(DATA EXCERPTS)

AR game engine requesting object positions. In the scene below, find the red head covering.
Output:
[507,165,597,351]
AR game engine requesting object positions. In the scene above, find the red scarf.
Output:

(WHAT TO DO) Retype the data above line for line, with no changes.

(FULL SOLUTION)
AR game engine requesting object positions. In the scene below, find the red head covering.
Output:
[507,165,597,351]
AR game engine requesting object positions. In the scene above, find the red scarf.
Output:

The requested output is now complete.